╭─ Selected extract

Subscribe
Chairman of the Joint Chiefs of Staff Adm. Michael Mullen speaks at Arlington National Cemetery on Memorial Day on May 31, 2010.

Chairman of the Joint Chiefs of Staff Adm. Michael Mullen speaks at Arlington National Cemetery on Memorial Day on May 31, 2010. (Charles Dharapak/AP)

WASHINGTON — Adm. Mike Mullen delivered a stinging rebuke to China over the nation’s military buildup, its refusal to engage in open military-to-military relations with the United States, and a “tepid” response to international calls for reprisals against North Korea.

China’s amassing of “expeditionary maritime and air capabilities,” he said, “seems oddly out of step with their stated goal of territorial defense.”

“Every nation has a right to defend itself, and to spend as it sees fit for that purpose,” Mullen, chairman of the Joint Chiefs of Staff, said on Wednesday. “But a gap as wide as what seems to be forming between China’s stated intent and its military programs leaves me more than curious about the end result.

“I have moved from being curious to being genuinely concerned,” he said.

╰─

[Given instruction A] In the article on Adm. Mullen's remarks about China, what word did Mullen use for China's response to international calls for reprisals against North Korea?
[Given instruction B] Could you put this sentence from the article on Adm. Mullen's remarks about China into Spanish: "I have moved from being curious to being genuinely concerned," he said.
[Given instruction C] Pick up the article on Adm. Mullen's remarks about China after its last sentence and keep writing.
The data that comes next isn't needed for any of this.

╭─ Record set

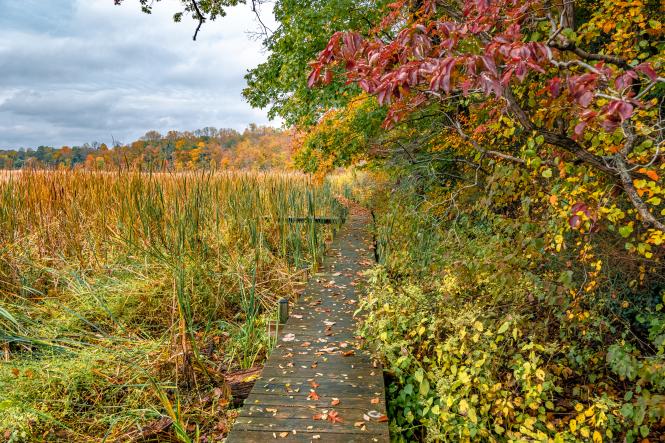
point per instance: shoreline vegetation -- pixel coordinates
(129, 298)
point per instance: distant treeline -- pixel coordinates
(258, 147)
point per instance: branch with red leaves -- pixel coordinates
(483, 47)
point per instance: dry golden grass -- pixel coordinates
(123, 294)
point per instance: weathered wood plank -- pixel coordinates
(318, 384)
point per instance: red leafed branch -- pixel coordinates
(482, 48)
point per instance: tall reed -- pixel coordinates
(159, 279)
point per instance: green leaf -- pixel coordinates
(625, 231)
(424, 387)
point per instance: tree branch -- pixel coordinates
(200, 17)
(571, 47)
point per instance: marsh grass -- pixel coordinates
(126, 297)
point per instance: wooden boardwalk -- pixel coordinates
(317, 385)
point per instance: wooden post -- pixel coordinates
(283, 310)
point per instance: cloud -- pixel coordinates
(76, 71)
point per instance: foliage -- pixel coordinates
(483, 341)
(340, 138)
(257, 148)
(125, 294)
(304, 29)
(587, 122)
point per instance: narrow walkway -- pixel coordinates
(317, 385)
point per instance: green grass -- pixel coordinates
(125, 298)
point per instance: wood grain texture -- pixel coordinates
(318, 384)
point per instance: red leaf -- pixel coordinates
(647, 69)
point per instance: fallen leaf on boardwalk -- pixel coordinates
(289, 337)
(334, 417)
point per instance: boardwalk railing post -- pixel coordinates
(283, 310)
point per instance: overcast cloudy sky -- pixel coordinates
(76, 71)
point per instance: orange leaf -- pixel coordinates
(653, 175)
(334, 417)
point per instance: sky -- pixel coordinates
(77, 71)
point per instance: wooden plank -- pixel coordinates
(318, 384)
(251, 436)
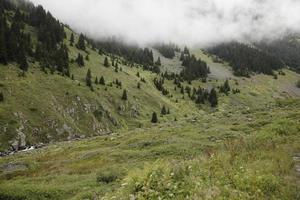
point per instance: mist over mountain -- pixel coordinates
(192, 22)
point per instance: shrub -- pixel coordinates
(107, 177)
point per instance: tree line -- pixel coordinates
(245, 59)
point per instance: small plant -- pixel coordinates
(154, 118)
(124, 96)
(1, 97)
(106, 177)
(298, 84)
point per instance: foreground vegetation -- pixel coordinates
(156, 135)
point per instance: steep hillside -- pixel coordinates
(218, 136)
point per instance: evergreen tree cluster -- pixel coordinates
(193, 68)
(80, 60)
(287, 49)
(167, 50)
(165, 111)
(245, 59)
(132, 53)
(159, 84)
(16, 45)
(225, 88)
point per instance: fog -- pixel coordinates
(191, 22)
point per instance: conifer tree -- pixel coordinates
(102, 81)
(164, 110)
(22, 60)
(88, 78)
(3, 51)
(124, 96)
(81, 43)
(154, 118)
(213, 99)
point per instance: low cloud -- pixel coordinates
(191, 22)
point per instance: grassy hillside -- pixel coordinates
(207, 153)
(246, 148)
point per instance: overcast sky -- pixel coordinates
(200, 22)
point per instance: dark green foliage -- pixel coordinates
(132, 53)
(18, 44)
(106, 62)
(1, 97)
(164, 111)
(102, 81)
(245, 59)
(159, 84)
(186, 51)
(88, 78)
(286, 49)
(167, 50)
(3, 50)
(22, 60)
(80, 60)
(50, 31)
(62, 60)
(225, 88)
(213, 98)
(124, 96)
(154, 118)
(194, 68)
(81, 42)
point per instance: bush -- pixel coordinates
(107, 177)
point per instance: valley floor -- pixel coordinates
(224, 155)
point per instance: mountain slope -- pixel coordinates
(241, 149)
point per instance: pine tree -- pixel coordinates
(124, 96)
(213, 99)
(102, 81)
(81, 42)
(72, 40)
(154, 118)
(88, 78)
(1, 97)
(106, 62)
(164, 110)
(3, 51)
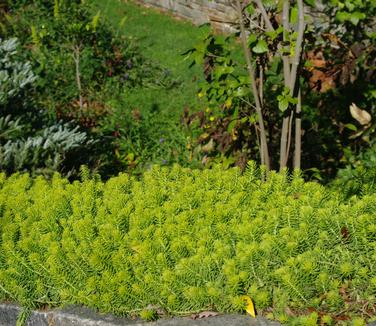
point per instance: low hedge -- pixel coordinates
(183, 241)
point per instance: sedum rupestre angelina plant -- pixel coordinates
(180, 241)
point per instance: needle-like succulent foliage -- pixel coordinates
(184, 240)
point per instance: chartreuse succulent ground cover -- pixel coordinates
(181, 241)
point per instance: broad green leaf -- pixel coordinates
(261, 47)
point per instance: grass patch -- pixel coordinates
(162, 39)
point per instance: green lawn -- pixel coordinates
(162, 39)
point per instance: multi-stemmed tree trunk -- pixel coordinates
(291, 60)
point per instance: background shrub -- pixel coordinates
(29, 140)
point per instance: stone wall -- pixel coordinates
(218, 12)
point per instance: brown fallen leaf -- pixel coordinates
(204, 314)
(362, 116)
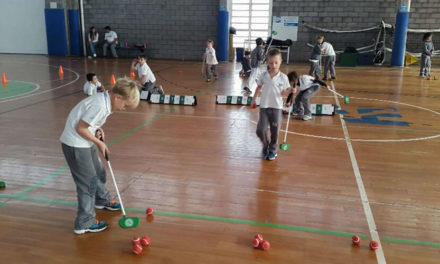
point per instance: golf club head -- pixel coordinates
(128, 222)
(284, 146)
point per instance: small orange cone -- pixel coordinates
(4, 80)
(60, 71)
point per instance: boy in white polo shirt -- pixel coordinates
(272, 85)
(330, 58)
(210, 60)
(110, 39)
(81, 142)
(92, 86)
(146, 76)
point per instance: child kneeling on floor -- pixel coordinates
(80, 142)
(307, 87)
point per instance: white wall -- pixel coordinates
(22, 27)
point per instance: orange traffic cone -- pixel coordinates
(4, 80)
(112, 80)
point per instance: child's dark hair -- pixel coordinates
(90, 76)
(292, 76)
(273, 53)
(259, 41)
(427, 35)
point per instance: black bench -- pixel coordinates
(124, 50)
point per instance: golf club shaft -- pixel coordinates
(287, 125)
(333, 91)
(116, 186)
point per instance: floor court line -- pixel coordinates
(234, 221)
(380, 256)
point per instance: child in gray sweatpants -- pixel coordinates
(315, 58)
(307, 87)
(80, 142)
(272, 85)
(425, 61)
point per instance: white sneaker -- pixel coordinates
(160, 89)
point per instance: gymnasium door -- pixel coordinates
(22, 27)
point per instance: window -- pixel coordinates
(251, 19)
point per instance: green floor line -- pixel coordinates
(16, 88)
(43, 181)
(234, 221)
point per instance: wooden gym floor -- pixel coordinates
(200, 169)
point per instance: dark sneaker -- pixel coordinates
(98, 226)
(307, 117)
(272, 155)
(112, 206)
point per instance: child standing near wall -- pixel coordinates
(92, 86)
(257, 58)
(315, 58)
(146, 76)
(210, 60)
(330, 58)
(246, 64)
(425, 61)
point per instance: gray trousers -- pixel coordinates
(330, 65)
(89, 176)
(269, 117)
(112, 48)
(425, 65)
(211, 68)
(314, 69)
(302, 100)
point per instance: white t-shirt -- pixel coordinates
(305, 82)
(111, 36)
(90, 88)
(145, 70)
(328, 49)
(93, 110)
(211, 59)
(271, 91)
(95, 38)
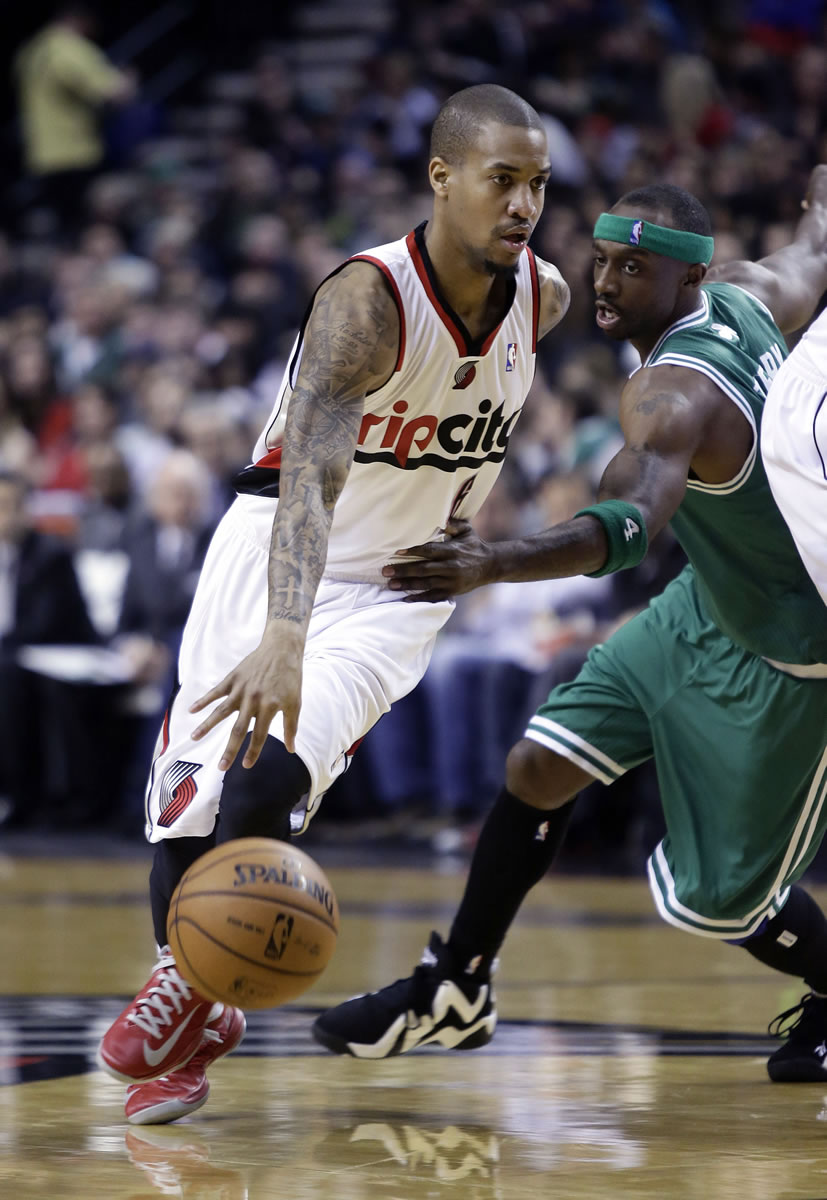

╰─

[Written answer A] Tepid.

[Written answer B] «He pasado de sentir curiosidad a estar genuinamente preocupado», dijo.

[Written answer C]
Mullen’s message represents the harshest language directed toward Beijing from the top U.S. military leader amid the current row with China. Accepting an award from the Asia Society, a Washington-based nonprofit, the chairman said U.S. commitments to regional stability from Australia to Japan are “unwavering.”

The words come one week after Defense Secretary Robert Gates, while traveling through Singapore, made similar admonishments to China’s military leadership.

The Pentagon had tried for months to win an invitation to China during Gates’ trip, but the invitation never came.

China’s cold shoulder was “particularly disappointing,” Mullen said, “because it removes the opportunity to listen and to learn from and about each other.”

Greater cooperation and transparency, he said, would lead to “reduced tensions and reduced risks of miscalculation.”

In October, Gen. Xu Caihou, vice chairman of the Central Military Commission of the People’s Liberation Army, came to the Pentagon and was taken to several bases stretching from the East Coast to Hawaii, leaving U.S. officials thinking it was the beginning of a normalization period between the militaries.

But in January the United States sold more than $6 billion in arms to Taiwan, resulting in Beijing’s clampdown.

On Sunday, China’s state-run news service, Xinhua, fired back, saying, “It is obviously not China, but the United States that should be blamed for the setback in bilateral military ties.”

Gates has misunderstood the severity of the arms sale, it said.

“China is a leader in the region, a rising leader,” Mullen countered in his speech. “We welcome its considerable strength and its potential.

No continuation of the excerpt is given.